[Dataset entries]
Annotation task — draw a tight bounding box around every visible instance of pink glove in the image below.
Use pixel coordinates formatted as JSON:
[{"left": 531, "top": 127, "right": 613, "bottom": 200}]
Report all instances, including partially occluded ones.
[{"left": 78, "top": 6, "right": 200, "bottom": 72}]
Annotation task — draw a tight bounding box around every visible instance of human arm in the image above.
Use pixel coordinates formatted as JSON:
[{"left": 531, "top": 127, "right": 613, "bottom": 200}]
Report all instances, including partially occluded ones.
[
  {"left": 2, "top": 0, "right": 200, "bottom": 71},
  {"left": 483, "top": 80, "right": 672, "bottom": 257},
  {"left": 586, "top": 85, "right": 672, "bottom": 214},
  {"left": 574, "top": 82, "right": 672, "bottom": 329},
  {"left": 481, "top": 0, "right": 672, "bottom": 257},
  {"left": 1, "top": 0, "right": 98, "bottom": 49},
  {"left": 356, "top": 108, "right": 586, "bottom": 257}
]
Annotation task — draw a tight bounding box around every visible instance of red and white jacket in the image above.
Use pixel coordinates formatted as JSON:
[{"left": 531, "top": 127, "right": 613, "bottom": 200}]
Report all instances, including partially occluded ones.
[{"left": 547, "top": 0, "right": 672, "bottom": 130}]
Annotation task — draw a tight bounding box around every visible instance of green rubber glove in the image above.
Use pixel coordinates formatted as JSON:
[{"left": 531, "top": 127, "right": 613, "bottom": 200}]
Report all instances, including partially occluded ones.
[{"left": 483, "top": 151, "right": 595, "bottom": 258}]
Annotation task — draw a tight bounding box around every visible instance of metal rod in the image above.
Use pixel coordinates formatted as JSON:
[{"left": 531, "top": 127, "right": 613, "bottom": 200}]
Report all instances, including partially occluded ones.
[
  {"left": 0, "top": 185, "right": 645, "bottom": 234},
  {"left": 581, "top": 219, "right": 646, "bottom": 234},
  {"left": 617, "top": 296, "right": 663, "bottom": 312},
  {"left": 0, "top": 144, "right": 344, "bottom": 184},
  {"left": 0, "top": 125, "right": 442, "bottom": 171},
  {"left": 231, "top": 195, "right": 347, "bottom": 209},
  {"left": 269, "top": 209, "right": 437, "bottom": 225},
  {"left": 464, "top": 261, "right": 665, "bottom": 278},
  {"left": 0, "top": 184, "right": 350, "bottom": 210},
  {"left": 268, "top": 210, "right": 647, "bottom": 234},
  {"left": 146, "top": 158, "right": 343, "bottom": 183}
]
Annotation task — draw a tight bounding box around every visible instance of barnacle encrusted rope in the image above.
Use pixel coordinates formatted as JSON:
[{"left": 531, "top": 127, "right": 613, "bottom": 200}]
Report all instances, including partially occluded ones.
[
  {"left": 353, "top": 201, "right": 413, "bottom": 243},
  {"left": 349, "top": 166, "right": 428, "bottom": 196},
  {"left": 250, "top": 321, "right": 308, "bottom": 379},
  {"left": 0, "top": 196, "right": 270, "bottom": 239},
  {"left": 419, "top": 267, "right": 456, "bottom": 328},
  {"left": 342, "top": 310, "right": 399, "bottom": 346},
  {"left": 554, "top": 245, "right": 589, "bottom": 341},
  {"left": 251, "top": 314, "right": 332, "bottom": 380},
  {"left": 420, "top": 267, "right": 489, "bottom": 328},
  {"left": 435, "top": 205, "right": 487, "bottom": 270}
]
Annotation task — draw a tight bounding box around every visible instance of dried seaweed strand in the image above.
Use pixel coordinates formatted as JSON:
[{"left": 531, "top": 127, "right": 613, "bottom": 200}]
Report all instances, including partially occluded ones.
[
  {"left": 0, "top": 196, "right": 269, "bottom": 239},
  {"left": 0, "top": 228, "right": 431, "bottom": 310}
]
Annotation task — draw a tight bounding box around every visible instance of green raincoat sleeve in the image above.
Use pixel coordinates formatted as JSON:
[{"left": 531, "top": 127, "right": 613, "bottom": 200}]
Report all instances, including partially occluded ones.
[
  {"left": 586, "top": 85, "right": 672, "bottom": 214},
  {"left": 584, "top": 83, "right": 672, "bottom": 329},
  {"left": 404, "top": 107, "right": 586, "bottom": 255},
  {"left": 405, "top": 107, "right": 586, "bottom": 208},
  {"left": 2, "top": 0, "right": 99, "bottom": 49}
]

* _About this exercise_:
All records above must be printed again, exactly.

* _Response to this task_:
Annotation task — draw a tight bounding box around every visible instance of pink glove in the image below.
Use pixel coordinates formatted as JSON:
[{"left": 531, "top": 127, "right": 613, "bottom": 200}]
Report all instances, including partially occluded ones.
[{"left": 78, "top": 6, "right": 200, "bottom": 72}]
Annotation task — draw a tight bounding box around every visible instance of human arm in the image above.
Use pixel coordinates formatted as JSON:
[{"left": 531, "top": 127, "right": 613, "bottom": 200}]
Report all instances, including partially occluded ones.
[
  {"left": 2, "top": 0, "right": 200, "bottom": 71},
  {"left": 483, "top": 80, "right": 672, "bottom": 257},
  {"left": 586, "top": 85, "right": 672, "bottom": 214},
  {"left": 574, "top": 82, "right": 672, "bottom": 329},
  {"left": 481, "top": 0, "right": 672, "bottom": 257},
  {"left": 1, "top": 0, "right": 98, "bottom": 49},
  {"left": 356, "top": 108, "right": 586, "bottom": 257}
]
Annotation task — draw a tight bounding box around every visible instance of red and white jacket in the image above.
Use pixel coordinates formatted as JSON:
[{"left": 531, "top": 127, "right": 613, "bottom": 200}]
Report all instances, including partially occluded ones.
[{"left": 547, "top": 0, "right": 672, "bottom": 130}]
Annotation task — draw a tight bounding box around every visible instance of green rubber glove in the image above.
Use pixel coordinates formatted as JSON:
[{"left": 531, "top": 127, "right": 613, "bottom": 200}]
Report all instances, including partially occluded ones.
[{"left": 483, "top": 151, "right": 595, "bottom": 258}]
Annotation task — draw a tight bounding box around every visible instance of metal rod in the image above.
Use pixel coordinates formatted as JSON:
[{"left": 531, "top": 127, "right": 613, "bottom": 200}]
Report all instances, including partially occluded ones.
[
  {"left": 0, "top": 185, "right": 645, "bottom": 234},
  {"left": 581, "top": 219, "right": 646, "bottom": 234},
  {"left": 617, "top": 296, "right": 663, "bottom": 312},
  {"left": 0, "top": 144, "right": 344, "bottom": 184},
  {"left": 0, "top": 125, "right": 442, "bottom": 171},
  {"left": 231, "top": 195, "right": 347, "bottom": 209},
  {"left": 269, "top": 209, "right": 437, "bottom": 225},
  {"left": 464, "top": 261, "right": 665, "bottom": 278},
  {"left": 0, "top": 184, "right": 350, "bottom": 210},
  {"left": 268, "top": 210, "right": 647, "bottom": 234},
  {"left": 146, "top": 158, "right": 343, "bottom": 183}
]
Annotation task — draw a tight bounding box around every visible instance of barnacle encrusted rope in the image above.
Use pixel coordinates formatted as JSON:
[{"left": 531, "top": 127, "right": 613, "bottom": 200}]
Report all instances, including partially occluded ones.
[
  {"left": 353, "top": 201, "right": 413, "bottom": 243},
  {"left": 349, "top": 166, "right": 428, "bottom": 196},
  {"left": 250, "top": 321, "right": 308, "bottom": 379},
  {"left": 0, "top": 196, "right": 270, "bottom": 239},
  {"left": 419, "top": 267, "right": 456, "bottom": 328},
  {"left": 342, "top": 310, "right": 399, "bottom": 346},
  {"left": 554, "top": 245, "right": 589, "bottom": 341},
  {"left": 251, "top": 314, "right": 332, "bottom": 380},
  {"left": 420, "top": 267, "right": 489, "bottom": 328},
  {"left": 435, "top": 205, "right": 487, "bottom": 270}
]
Annotation task — draw a tight bounding box around every visible instance of dried seaweed strand in the image above.
Use pixel coordinates formatted as JSON:
[{"left": 531, "top": 127, "right": 613, "bottom": 200}]
Report all instances, including partially occluded ones.
[
  {"left": 0, "top": 196, "right": 269, "bottom": 239},
  {"left": 0, "top": 228, "right": 431, "bottom": 310}
]
Annotation task — draw a tight bounding box around every visible instance of green raincoat sleeve in the image above.
Use pixel coordinates formatted as JSON:
[{"left": 531, "top": 127, "right": 613, "bottom": 200}]
Report all instances, including partially occluded ones.
[
  {"left": 586, "top": 85, "right": 672, "bottom": 214},
  {"left": 584, "top": 83, "right": 672, "bottom": 329},
  {"left": 404, "top": 107, "right": 586, "bottom": 255},
  {"left": 405, "top": 107, "right": 586, "bottom": 208},
  {"left": 2, "top": 0, "right": 99, "bottom": 49}
]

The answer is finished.